• **Task directions**
Report every line of the data below that contains the word "bicycle", copying each line in full.

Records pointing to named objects
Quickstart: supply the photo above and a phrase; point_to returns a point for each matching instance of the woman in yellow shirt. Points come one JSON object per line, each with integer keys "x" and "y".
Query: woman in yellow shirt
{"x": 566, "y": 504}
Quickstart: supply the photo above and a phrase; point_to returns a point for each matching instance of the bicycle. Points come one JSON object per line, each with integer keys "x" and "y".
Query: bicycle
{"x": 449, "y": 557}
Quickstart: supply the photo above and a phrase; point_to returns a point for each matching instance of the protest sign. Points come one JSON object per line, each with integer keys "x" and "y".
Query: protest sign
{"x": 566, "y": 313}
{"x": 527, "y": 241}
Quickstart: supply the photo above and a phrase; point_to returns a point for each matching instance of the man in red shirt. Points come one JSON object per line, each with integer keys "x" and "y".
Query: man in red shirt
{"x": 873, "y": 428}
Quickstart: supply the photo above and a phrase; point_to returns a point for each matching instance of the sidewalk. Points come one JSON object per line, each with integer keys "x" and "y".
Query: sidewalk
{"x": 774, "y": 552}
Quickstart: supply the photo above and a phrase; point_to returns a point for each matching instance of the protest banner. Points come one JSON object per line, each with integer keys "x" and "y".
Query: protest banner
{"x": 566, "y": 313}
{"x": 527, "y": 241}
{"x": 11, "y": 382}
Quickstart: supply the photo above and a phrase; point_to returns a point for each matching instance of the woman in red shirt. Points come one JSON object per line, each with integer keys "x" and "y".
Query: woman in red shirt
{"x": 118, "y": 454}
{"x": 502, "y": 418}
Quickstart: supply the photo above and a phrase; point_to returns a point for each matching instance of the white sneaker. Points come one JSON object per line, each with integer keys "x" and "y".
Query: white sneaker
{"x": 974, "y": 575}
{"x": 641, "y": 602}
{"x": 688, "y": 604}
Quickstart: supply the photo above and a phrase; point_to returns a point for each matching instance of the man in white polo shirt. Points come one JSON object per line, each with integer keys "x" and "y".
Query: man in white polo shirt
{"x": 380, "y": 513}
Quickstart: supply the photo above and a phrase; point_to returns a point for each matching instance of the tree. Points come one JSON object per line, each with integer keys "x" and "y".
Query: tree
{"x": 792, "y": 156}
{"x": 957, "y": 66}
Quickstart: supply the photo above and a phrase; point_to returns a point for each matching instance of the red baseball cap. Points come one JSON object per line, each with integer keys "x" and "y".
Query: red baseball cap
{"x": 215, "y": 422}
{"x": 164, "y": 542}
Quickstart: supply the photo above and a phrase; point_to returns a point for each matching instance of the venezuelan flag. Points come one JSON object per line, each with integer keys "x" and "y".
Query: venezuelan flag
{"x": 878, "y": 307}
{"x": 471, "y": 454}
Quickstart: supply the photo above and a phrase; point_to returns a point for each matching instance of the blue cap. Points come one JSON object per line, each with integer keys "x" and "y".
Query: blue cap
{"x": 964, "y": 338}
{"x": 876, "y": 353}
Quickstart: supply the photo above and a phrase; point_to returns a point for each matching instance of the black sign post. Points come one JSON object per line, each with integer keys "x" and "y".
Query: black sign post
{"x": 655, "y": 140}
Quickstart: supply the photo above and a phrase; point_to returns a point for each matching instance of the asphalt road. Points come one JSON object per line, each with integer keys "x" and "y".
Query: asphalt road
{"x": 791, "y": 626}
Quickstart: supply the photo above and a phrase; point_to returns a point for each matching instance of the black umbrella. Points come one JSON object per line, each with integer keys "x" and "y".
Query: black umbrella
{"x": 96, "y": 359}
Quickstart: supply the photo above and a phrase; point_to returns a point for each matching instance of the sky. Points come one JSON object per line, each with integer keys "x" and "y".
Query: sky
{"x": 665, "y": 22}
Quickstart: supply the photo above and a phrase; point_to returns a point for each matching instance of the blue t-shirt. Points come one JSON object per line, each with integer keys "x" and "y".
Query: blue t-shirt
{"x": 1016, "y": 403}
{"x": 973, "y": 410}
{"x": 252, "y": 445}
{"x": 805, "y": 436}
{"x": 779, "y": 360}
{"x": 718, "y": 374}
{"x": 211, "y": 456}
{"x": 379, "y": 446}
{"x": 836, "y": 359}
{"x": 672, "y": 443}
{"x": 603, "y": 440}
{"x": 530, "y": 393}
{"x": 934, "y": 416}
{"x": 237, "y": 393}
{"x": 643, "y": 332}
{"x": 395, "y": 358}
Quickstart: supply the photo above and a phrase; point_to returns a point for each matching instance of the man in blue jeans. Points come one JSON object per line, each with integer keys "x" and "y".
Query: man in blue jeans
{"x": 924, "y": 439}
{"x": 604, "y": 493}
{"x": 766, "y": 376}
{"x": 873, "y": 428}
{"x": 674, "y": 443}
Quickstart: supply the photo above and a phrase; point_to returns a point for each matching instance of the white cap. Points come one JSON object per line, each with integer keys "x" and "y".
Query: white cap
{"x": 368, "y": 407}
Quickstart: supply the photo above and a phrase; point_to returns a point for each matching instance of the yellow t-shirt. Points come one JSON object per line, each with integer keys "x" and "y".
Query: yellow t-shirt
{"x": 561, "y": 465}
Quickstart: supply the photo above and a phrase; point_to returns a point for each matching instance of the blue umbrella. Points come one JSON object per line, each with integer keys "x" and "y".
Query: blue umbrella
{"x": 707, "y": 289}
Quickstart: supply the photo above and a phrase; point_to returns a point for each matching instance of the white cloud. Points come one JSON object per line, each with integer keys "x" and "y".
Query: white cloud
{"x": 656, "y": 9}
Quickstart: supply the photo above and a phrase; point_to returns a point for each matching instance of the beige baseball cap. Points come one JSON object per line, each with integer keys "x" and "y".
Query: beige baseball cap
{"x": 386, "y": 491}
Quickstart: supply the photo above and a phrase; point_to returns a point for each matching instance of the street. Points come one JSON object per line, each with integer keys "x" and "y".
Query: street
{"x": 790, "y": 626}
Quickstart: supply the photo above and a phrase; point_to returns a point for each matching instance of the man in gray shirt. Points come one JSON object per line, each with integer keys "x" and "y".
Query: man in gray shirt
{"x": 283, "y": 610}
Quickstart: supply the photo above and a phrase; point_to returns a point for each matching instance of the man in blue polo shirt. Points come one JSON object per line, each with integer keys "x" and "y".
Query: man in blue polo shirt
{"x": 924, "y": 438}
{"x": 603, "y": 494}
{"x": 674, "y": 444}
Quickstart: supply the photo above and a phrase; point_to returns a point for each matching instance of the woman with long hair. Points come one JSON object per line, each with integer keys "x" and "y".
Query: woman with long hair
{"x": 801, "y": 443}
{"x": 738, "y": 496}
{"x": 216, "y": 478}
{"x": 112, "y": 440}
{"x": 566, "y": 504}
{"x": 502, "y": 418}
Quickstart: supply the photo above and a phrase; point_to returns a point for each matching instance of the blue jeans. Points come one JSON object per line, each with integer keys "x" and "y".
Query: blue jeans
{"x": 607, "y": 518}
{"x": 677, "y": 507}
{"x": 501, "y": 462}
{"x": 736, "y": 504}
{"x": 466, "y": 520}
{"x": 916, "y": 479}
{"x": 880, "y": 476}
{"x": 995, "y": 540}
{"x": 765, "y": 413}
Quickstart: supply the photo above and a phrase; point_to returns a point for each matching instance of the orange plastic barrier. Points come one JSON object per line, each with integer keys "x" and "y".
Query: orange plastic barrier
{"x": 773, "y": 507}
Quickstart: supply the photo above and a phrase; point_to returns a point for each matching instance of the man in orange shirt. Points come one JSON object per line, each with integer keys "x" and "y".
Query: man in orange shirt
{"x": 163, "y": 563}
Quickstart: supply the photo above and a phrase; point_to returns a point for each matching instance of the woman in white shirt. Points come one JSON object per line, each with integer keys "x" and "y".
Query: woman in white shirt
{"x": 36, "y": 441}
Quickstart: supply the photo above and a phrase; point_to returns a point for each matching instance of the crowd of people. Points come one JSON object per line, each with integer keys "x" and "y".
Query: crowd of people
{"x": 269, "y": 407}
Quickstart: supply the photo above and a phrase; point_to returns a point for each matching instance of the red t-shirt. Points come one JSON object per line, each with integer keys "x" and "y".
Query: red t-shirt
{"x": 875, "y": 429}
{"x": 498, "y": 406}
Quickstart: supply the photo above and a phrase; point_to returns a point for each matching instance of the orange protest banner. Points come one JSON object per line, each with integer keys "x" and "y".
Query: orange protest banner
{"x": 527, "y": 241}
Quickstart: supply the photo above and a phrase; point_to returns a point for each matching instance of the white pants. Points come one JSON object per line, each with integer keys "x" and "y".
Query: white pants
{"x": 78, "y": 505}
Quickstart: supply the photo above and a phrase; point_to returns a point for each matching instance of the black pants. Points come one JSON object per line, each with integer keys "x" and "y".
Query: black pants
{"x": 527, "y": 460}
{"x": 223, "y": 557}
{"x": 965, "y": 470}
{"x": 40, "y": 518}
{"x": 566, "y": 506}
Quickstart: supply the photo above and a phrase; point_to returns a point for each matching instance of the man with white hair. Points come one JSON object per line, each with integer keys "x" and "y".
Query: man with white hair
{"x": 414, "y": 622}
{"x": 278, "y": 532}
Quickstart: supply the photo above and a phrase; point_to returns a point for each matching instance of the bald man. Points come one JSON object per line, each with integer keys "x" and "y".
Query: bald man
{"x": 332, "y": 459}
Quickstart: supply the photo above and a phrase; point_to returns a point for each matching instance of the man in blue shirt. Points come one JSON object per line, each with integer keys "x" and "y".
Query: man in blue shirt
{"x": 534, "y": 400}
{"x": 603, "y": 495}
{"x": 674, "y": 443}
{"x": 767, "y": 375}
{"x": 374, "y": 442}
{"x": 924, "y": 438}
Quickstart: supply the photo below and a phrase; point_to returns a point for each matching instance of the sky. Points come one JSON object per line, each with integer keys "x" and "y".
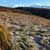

• **Exercise solution**
Quickstart: supply the photo above and a phrase; point_to returns a point for each matching instance of the bicycle. Points come one JSON object per line, each with integer keys "x" and "y".
Query: bicycle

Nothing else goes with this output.